Start of EXCERPTED DATA
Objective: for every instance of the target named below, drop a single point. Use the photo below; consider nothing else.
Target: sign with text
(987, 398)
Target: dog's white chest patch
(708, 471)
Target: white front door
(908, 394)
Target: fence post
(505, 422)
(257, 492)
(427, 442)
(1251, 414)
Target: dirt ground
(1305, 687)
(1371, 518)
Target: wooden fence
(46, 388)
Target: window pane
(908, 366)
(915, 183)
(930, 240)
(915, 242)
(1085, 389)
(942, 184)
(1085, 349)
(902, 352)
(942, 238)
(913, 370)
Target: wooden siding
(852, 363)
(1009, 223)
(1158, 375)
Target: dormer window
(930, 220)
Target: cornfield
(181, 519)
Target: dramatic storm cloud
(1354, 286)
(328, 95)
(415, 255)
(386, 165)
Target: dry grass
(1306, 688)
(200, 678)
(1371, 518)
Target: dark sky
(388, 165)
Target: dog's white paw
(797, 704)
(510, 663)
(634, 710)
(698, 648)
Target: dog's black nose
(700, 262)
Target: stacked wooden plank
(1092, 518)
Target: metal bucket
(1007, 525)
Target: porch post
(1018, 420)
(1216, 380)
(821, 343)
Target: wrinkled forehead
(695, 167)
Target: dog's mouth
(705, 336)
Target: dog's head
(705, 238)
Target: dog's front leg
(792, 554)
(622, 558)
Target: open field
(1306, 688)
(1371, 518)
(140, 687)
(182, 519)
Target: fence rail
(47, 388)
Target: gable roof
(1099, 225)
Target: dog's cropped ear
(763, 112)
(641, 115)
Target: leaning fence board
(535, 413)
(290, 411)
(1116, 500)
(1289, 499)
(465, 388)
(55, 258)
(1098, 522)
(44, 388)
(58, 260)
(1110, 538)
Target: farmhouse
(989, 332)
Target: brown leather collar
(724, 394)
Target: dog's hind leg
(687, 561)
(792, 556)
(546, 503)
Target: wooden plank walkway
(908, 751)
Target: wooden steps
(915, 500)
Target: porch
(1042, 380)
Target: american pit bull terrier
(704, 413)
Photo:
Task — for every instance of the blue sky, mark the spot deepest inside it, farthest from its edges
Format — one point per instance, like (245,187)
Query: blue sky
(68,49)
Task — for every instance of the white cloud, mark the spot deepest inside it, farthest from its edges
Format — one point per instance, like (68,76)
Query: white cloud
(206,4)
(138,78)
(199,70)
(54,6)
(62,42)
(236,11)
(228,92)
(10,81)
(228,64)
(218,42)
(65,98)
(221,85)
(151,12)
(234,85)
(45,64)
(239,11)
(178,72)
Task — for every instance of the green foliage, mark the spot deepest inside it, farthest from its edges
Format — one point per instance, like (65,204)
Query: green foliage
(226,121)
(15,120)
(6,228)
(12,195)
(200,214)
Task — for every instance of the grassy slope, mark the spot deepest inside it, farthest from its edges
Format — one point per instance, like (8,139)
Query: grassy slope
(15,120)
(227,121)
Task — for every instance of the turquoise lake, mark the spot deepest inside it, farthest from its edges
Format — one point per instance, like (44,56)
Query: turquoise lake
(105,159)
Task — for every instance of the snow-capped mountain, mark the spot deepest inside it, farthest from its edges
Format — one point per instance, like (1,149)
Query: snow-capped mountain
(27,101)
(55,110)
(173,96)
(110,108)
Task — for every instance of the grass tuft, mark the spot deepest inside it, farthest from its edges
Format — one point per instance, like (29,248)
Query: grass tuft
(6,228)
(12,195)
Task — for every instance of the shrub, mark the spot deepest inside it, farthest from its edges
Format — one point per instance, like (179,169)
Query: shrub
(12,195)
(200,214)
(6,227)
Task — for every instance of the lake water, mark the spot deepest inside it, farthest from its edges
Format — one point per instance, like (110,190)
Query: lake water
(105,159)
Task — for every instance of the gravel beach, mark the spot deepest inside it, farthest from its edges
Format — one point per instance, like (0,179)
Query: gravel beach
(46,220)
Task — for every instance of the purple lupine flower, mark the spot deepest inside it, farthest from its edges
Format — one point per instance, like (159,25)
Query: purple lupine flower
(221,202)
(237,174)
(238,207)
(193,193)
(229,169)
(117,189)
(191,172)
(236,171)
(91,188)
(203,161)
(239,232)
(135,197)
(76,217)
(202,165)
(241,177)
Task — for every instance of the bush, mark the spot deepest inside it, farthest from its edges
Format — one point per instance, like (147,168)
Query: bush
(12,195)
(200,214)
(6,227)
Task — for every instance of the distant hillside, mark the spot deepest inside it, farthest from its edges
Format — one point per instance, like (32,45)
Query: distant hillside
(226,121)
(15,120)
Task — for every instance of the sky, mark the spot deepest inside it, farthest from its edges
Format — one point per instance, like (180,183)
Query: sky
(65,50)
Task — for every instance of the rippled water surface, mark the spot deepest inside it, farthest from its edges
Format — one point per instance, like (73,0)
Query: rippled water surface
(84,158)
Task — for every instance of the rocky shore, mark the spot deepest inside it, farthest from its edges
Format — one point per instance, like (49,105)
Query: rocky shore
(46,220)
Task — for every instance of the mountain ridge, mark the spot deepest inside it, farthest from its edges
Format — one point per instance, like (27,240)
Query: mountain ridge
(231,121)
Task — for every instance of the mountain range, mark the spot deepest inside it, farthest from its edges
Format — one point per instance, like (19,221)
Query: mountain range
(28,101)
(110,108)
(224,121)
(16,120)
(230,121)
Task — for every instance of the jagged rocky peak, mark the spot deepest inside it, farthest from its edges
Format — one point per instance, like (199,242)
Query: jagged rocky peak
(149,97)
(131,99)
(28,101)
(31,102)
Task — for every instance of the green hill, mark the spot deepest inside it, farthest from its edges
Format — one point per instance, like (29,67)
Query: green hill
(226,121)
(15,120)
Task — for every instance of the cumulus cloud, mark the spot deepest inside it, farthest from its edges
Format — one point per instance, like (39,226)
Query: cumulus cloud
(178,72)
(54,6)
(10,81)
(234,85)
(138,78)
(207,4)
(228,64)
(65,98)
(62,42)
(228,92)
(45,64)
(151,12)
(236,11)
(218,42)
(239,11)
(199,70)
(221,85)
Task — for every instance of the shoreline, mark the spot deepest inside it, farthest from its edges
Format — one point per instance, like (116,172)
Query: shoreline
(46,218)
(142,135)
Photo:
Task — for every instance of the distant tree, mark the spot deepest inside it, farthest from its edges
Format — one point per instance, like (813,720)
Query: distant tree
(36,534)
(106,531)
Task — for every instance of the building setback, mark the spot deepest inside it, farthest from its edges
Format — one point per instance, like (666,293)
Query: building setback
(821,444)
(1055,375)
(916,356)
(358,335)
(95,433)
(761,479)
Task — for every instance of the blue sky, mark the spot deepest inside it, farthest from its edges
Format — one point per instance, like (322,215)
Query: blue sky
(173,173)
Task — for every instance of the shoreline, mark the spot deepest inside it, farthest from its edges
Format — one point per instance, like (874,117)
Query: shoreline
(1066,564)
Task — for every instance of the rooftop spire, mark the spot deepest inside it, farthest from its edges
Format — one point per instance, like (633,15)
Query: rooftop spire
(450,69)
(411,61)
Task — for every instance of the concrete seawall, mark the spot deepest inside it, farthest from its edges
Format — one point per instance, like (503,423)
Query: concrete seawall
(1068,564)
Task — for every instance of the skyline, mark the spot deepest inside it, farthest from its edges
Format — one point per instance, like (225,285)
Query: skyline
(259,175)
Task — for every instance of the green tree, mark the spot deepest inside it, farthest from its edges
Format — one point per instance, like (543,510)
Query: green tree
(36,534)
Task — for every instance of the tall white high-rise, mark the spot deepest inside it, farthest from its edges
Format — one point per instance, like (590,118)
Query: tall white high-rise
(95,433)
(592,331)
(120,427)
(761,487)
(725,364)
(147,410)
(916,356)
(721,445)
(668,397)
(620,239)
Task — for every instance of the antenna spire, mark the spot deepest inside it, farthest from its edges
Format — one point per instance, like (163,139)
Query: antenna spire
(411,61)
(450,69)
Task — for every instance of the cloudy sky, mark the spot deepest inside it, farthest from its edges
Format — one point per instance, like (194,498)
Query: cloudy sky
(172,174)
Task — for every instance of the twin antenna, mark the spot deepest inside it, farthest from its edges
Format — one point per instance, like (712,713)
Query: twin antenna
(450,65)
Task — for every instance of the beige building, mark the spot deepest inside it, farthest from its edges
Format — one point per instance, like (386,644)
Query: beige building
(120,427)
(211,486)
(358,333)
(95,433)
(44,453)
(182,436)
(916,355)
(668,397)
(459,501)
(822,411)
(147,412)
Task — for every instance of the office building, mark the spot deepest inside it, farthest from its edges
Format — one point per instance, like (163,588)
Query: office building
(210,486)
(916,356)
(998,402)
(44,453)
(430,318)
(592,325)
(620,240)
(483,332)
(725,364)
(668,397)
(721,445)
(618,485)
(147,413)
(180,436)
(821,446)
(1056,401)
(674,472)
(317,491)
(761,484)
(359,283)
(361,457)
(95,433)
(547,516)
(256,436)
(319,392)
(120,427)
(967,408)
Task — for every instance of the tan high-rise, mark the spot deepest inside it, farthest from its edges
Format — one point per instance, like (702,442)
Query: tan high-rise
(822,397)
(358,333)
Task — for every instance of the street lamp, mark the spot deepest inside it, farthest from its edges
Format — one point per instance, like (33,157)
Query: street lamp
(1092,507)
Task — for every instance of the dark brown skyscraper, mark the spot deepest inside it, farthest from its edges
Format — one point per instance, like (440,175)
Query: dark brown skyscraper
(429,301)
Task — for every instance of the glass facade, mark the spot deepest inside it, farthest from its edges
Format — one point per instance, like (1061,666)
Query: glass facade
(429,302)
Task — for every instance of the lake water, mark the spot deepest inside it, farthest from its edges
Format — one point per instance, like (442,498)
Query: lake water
End of EXCERPTED DATA
### EXERCISE PROMPT
Starting with the line that holds "Query: twin antenna" and ending with the line that holds "Format — one point per instance, like (163,588)", retype every line in the data above exactly, and nothing else.

### YOUR RESPONSE
Query: twin antenna
(450,65)
Task — for every instance of the beige building, mark the spot deepest inside it, farthest from its edges
Format — one point per instance, like (386,644)
Query: beige building
(120,427)
(211,486)
(358,333)
(95,433)
(44,453)
(182,436)
(916,355)
(668,397)
(459,501)
(822,411)
(147,412)
Task — for every instance of the office building, mark the spot deepest inside it, farthest from its edges
Format — one point per instance, like (163,588)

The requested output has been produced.